▸ DESCRIPTION OF THE TASK:
Copy out, word for word, the rows below from the line containing "Please trace the outline of every instance of the side" through the last line of the rows, with both of those lines included.
* * * * * * *
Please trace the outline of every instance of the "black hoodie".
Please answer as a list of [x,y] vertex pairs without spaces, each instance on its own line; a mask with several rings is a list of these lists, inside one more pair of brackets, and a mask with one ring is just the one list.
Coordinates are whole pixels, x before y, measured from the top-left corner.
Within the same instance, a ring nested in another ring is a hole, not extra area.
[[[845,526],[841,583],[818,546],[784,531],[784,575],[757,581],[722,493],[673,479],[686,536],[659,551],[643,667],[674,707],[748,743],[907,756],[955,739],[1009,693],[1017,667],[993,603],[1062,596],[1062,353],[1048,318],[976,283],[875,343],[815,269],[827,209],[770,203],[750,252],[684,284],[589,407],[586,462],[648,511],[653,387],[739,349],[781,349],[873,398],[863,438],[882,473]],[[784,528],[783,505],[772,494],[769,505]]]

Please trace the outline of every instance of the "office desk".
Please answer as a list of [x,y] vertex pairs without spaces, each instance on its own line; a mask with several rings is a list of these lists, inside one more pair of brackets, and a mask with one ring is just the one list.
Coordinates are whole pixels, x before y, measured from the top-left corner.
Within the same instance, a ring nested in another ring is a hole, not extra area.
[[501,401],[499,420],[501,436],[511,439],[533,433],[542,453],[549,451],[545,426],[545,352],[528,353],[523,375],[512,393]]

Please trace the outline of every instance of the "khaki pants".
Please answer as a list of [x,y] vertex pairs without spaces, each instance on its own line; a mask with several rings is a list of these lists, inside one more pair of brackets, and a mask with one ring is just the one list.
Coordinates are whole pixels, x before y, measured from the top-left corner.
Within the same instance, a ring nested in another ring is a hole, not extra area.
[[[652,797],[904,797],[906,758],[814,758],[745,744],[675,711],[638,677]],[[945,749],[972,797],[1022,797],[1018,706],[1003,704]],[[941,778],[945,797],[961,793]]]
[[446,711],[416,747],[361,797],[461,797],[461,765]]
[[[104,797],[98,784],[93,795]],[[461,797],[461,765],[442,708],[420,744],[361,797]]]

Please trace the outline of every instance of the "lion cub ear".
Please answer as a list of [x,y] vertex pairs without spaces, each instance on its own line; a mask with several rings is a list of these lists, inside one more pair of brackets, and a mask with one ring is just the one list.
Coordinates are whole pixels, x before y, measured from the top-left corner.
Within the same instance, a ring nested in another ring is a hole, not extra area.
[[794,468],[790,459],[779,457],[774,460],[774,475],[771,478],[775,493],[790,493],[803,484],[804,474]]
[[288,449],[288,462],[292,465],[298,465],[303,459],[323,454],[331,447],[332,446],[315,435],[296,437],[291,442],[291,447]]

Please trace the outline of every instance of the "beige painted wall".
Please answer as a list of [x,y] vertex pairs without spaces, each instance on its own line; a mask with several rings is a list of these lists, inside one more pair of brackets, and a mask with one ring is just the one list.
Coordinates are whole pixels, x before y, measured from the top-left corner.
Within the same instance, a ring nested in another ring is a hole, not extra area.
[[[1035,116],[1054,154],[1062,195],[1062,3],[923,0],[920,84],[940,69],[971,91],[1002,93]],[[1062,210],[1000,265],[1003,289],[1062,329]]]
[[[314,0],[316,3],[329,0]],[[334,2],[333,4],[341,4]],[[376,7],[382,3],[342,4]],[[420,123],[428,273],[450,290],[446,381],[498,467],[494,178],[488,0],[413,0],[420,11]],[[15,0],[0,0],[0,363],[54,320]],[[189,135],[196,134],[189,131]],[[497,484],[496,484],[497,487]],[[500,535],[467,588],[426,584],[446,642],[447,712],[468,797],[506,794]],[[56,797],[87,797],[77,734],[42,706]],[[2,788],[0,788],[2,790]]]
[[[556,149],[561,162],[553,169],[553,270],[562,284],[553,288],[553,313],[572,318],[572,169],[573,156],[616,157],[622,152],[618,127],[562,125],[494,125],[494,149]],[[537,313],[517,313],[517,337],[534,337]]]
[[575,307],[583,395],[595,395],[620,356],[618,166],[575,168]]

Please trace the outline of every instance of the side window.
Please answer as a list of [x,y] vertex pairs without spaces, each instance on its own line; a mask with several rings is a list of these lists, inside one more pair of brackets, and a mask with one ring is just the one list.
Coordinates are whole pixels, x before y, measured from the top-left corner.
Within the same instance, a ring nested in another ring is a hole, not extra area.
* * * * * * *
▸ ANSWER:
Please trace the outline of every instance of the side window.
Please answer as a list of [x,y] vertex pairs without spaces, each instance on its own line; a mask with several rings is a list of these lists, inside one more pair of brackets, and a mask with one ring is just the one list.
Coordinates are whole pixels, x before y, measured from the top-left corner.
Within the same instance, a ring nested in another ring is a hole, not extra area.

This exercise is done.